SET PROBLEM – Reproduce every one of the records below verbatim, with no changes to wording, numbers, or line order.

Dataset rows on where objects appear
▽
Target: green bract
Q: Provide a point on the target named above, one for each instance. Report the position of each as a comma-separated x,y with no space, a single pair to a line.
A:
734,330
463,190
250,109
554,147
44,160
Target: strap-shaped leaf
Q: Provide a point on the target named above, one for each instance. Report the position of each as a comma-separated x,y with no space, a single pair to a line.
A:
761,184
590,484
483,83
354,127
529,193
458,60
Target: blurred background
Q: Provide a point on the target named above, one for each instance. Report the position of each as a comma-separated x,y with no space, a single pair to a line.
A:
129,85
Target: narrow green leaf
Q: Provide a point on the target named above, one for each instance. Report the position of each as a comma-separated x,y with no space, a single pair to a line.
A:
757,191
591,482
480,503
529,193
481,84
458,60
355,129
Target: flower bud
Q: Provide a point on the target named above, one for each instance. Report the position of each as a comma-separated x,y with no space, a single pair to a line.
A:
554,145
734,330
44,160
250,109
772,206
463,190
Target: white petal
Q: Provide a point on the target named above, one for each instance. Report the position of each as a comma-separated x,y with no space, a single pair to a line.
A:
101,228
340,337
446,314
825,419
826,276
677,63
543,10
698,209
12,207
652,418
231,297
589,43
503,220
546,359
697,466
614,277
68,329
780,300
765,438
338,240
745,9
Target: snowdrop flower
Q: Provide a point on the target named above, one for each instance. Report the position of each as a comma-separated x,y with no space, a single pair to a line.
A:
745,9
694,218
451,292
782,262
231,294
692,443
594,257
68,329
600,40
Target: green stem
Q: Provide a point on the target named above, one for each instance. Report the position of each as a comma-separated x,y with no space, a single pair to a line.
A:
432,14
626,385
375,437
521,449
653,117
△
RESPONSE TO THE EXERCISE –
Target: green bract
Q: Provide a point on the target named above, one for each instance. Report the position of each as a comma-separated x,y with no space, a single pair to a line.
A:
734,330
463,190
250,109
554,147
44,160
Target: strap-shaped leaf
Q: Provide a point on the target named above, one for each instance. Report the position of each as a comma-separated x,y with no space, a single pair to a line.
A:
761,184
590,484
483,83
354,127
529,193
458,60
Target: blurred background
Q: Provide a point on the target named above, one for each instance. Report the position of each as a comma-separated x,y with no space, a single pair to a line.
A:
129,85
Target: narrow green leaf
Q: Provide a point on the target named above, one for each instance. Report the position of each as a comma-separated x,y with no space, a single pair to a line.
A:
757,191
591,482
480,503
529,193
481,84
458,60
355,129
Target: flower bud
Q: Provide a point on the target named above, one for each instance. Report the position of each as a comma-separated x,y with no space, a single pair to a line.
A:
554,145
734,330
44,160
250,109
772,206
463,190
Target: white petal
Q: Provide a point on the target named above, one for each instance. Report the position of each as a comma-separated x,y with no space, a single pair to a line.
A:
101,228
340,337
446,314
825,419
826,276
677,63
543,10
698,209
12,207
652,418
231,297
589,43
503,220
546,359
697,466
614,277
68,329
780,300
765,438
338,240
745,9
Target: snowdrop flower
Q: Provide a point on the target named above, one for each instance. Report the position of each as a comma-separated x,y with no space, a single pair to a line.
A:
745,9
694,218
451,292
782,262
231,294
692,443
594,257
68,329
600,40
Target: green stem
Q: Provide a point on the target named above, one for each instance. Report the position of each as a comma-separated x,y with no space, a single pair to a line.
A:
432,14
626,385
375,437
521,449
653,117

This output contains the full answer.